• _Aufgaben_
1. Welche Kosten halten laut dem Text über den Immobilienkauf neben dem nötigen Eigenkapital viele vom Kaufen ab?
2. Gib aus dem Text über den Immobilienkauf den Wortlaut von „Allerdings gibt es“ bis „die Wenigsten haben.“ genau wieder.

• _Textauszug_
★ ★ ★

Nur: Ganz so einfach ist es nicht. Denn wer kaufen will, benötigt Eigenkapital – und davon nicht wenig. Selbst ein sicherer Job und ein gutes Einkommen sind heute keine Garantie für einen Kredit bei der Bank. „Hinzu kommen Grunderwerbssteuer und andere Nebenkosten. Das hält viele davon ab, zu kaufen.“ Für diejenigen, die es sich leisten können, etwa, weil sie geerbt haben oder die Eltern bei der Finanzierung mithelfen, sei das „attraktiv und ein gutes Investment“.
„Eine entsprechend attraktive Eigenkapitalrendite erwirtschaften“
Auch als Kapitalanlage seien Immobilien trotz der hohen Preise eine gute Möglichkeit, um Renditen zu erzielen. Anleger würden vom Leverage-Effekt profitieren, also durch gezielte Schulden mehr Gewinn machen. „Es würde niemand auf die Idee kommen, mit Fremdkapital Aktien zu kaufen. Bei Immobilien ist das möglich und es lässt sich eine entsprechend attraktive Eigenkapitalrendite erwirtschaften“, sagt Voigtländer.
Allerdings gibt es auch Risiken, „gerade, wenn man nur eine Immobilie kauft und ausgerechnet dann an den falschen Mieter gerät oder es doch einen höheren Sanierungsbedarf gibt“. So viel Geld, um gleich mehrere Immobilien zu kaufen und so seine Risiken zu diversifizieren, dürften die Wenigsten haben.
„Jetzt wäre der Zeitpunkt gewesen, wo eine Blase platzt“
Das Risiko einer Immobilienblase, die irgendwann platzen könnte, sieht der Ökonom aktuell nicht. „Eine spekulative Blase ist ein wirtschaftspsychologisches Phänomen“, sagt Voigtländer. Die Menschen kauften, weil sie an weiter steigende Preise glaubten. Käme dann ein „überraschendes Ereignis, wie ein Konjunktureinbruch oder eine Pandemie, dann wäre jetzt der Zeitpunkt gewesen, wo eine Blase platzt“. Auch die typischen Anzeichen einer spekulativen Blase seien nicht gegeben. Es werde weder wahnsinnig viel gebaut, noch sei die Kreditvergabe in die Höhe geschossen. „Das sind keine spekulativ getriebenen Preise, sondern von der Knappheit getriebene Preise“, sagt Voigtländer.

★ ★ ★

Fotobasierte Daten zu referenziellen Ausdrücken
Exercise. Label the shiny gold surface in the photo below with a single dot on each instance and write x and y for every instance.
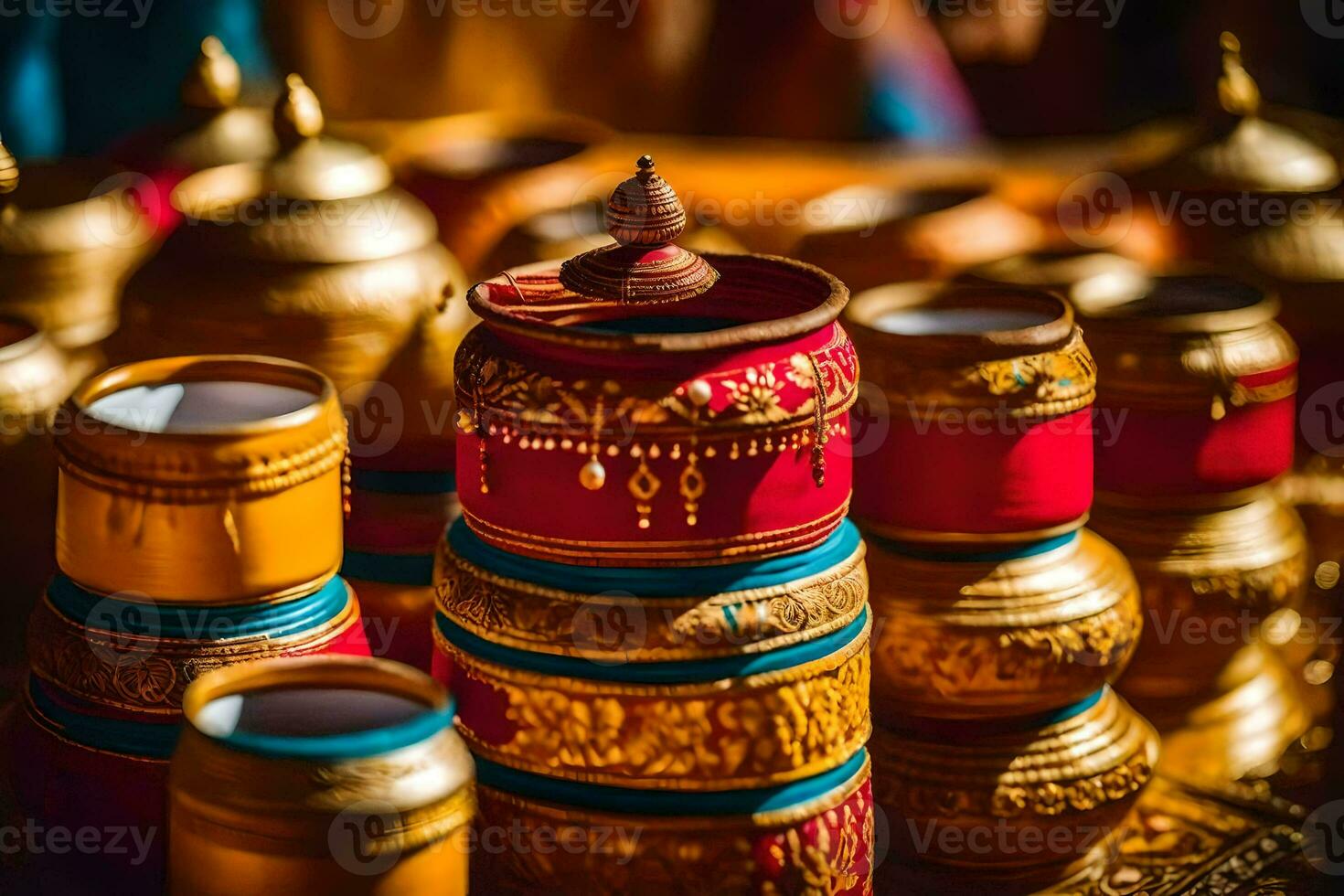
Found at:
(529, 617)
(991, 640)
(1034, 371)
(312, 255)
(208, 518)
(242, 822)
(1066, 787)
(746, 732)
(684, 856)
(1210, 579)
(70, 234)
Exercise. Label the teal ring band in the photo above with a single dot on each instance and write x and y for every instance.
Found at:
(667, 802)
(656, 581)
(669, 672)
(187, 623)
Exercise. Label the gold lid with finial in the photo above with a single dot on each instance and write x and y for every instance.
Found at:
(644, 266)
(1240, 151)
(212, 129)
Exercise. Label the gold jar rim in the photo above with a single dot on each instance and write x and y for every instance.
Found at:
(1037, 369)
(71, 206)
(254, 457)
(33, 371)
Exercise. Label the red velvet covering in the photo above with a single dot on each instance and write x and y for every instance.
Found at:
(1160, 453)
(980, 475)
(752, 506)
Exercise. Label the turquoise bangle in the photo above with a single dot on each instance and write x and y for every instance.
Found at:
(188, 623)
(674, 672)
(656, 581)
(667, 802)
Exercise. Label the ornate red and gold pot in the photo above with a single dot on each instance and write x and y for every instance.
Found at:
(1197, 389)
(1004, 633)
(1044, 790)
(211, 131)
(35, 377)
(869, 235)
(312, 255)
(648, 406)
(980, 427)
(334, 773)
(562, 837)
(70, 235)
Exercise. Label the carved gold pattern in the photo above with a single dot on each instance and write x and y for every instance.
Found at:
(529, 617)
(735, 733)
(820, 849)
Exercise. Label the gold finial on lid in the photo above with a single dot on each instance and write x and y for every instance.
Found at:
(214, 80)
(299, 116)
(644, 266)
(644, 209)
(8, 171)
(1237, 91)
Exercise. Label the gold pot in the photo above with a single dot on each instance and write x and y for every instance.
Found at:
(1023, 793)
(70, 234)
(35, 377)
(316, 795)
(869, 235)
(314, 255)
(1210, 578)
(205, 511)
(989, 638)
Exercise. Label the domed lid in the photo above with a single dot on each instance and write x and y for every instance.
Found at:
(645, 293)
(644, 266)
(211, 129)
(68, 208)
(1240, 151)
(319, 199)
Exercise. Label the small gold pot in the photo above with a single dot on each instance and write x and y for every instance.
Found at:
(998, 637)
(314, 255)
(869, 237)
(1210, 578)
(70, 235)
(314, 793)
(205, 511)
(35, 377)
(1050, 790)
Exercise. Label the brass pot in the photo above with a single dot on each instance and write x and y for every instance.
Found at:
(998, 637)
(70, 234)
(869, 235)
(208, 511)
(1050, 790)
(1210, 578)
(314, 255)
(316, 793)
(35, 377)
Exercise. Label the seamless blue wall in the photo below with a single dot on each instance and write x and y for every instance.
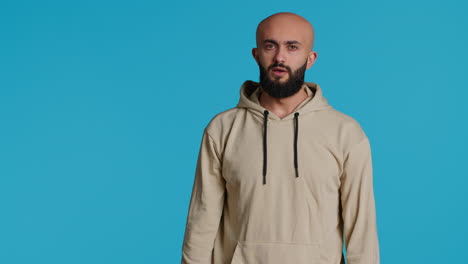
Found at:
(103, 104)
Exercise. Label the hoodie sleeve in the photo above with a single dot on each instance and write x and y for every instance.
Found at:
(206, 205)
(359, 213)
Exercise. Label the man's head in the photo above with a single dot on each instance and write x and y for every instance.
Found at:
(283, 53)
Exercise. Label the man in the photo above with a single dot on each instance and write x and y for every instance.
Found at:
(282, 176)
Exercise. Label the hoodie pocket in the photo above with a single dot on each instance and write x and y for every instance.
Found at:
(247, 252)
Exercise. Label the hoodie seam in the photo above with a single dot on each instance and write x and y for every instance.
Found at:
(214, 144)
(346, 156)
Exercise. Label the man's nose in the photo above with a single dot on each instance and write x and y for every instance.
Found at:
(280, 56)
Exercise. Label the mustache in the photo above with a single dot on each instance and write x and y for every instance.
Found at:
(279, 65)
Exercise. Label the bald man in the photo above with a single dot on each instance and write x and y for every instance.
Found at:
(282, 177)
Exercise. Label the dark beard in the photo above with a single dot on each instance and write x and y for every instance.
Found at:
(281, 90)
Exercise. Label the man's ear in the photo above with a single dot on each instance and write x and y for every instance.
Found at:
(311, 58)
(255, 54)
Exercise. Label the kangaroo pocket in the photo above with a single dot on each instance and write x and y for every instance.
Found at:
(247, 252)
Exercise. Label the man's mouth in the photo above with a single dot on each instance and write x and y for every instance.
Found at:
(279, 71)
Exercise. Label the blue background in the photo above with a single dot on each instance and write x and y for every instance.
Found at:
(103, 105)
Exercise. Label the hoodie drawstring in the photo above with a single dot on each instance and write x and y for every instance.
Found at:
(295, 143)
(265, 119)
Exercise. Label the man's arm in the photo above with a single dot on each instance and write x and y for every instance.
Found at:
(206, 205)
(357, 199)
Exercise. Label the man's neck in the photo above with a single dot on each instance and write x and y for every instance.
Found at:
(282, 107)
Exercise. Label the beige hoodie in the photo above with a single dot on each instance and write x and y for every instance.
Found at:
(282, 191)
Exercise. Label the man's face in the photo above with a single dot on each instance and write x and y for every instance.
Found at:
(275, 86)
(283, 54)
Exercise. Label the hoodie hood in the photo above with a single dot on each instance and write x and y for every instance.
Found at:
(318, 102)
(315, 102)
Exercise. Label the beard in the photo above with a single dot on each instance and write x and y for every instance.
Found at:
(277, 89)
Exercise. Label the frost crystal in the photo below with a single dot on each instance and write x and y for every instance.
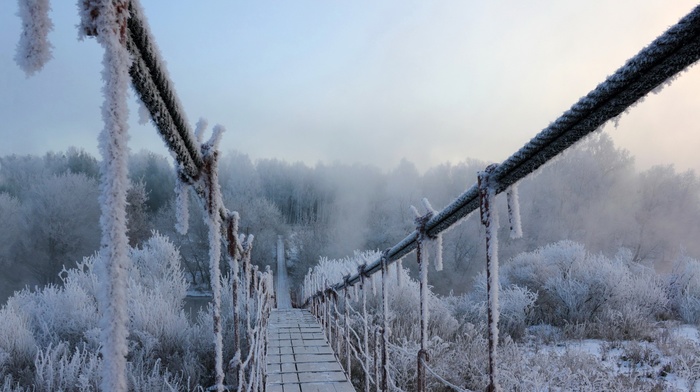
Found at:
(182, 211)
(516, 229)
(34, 48)
(114, 257)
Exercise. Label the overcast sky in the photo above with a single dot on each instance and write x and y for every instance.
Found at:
(363, 81)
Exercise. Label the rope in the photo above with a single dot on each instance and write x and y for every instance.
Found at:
(667, 56)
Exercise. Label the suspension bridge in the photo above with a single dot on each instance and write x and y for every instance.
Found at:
(315, 348)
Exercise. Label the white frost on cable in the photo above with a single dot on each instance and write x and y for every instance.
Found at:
(516, 228)
(34, 48)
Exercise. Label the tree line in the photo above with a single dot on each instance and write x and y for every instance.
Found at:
(592, 194)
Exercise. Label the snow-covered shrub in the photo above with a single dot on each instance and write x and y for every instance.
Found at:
(684, 289)
(60, 369)
(591, 294)
(49, 337)
(17, 344)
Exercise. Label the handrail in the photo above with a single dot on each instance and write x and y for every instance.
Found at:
(654, 66)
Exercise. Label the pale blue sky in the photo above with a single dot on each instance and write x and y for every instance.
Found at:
(364, 81)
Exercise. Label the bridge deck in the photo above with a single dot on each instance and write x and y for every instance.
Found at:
(299, 358)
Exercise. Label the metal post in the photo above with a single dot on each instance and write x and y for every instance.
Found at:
(486, 194)
(376, 359)
(348, 352)
(385, 320)
(364, 328)
(423, 267)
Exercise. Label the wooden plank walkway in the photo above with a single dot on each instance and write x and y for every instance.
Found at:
(299, 358)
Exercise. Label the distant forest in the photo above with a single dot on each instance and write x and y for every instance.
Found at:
(592, 195)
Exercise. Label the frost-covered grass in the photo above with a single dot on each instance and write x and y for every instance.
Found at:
(50, 337)
(569, 320)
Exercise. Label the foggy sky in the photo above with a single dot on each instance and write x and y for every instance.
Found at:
(363, 81)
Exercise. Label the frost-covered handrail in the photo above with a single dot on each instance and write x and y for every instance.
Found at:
(153, 86)
(652, 68)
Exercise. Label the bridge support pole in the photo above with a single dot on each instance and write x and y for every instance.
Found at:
(385, 320)
(365, 328)
(490, 221)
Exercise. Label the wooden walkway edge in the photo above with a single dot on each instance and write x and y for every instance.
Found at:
(299, 358)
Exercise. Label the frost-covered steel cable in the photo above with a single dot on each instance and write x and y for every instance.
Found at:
(151, 82)
(654, 66)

★ ★ ★

• _Erwartete Antworten_
1. Die Grunderwerbssteuer und andere Nebenkosten.

2.
Allerdings gibt es auch Risiken, „gerade, wenn man nur eine Immobilie kauft und ausgerechnet dann an den falschen Mieter gerät oder es doch einen höheren Sanierungsbedarf gibt“. So viel Geld, um gleich mehrere Immobilien zu kaufen und so seine Risiken zu diversifizieren, dürften die Wenigsten haben.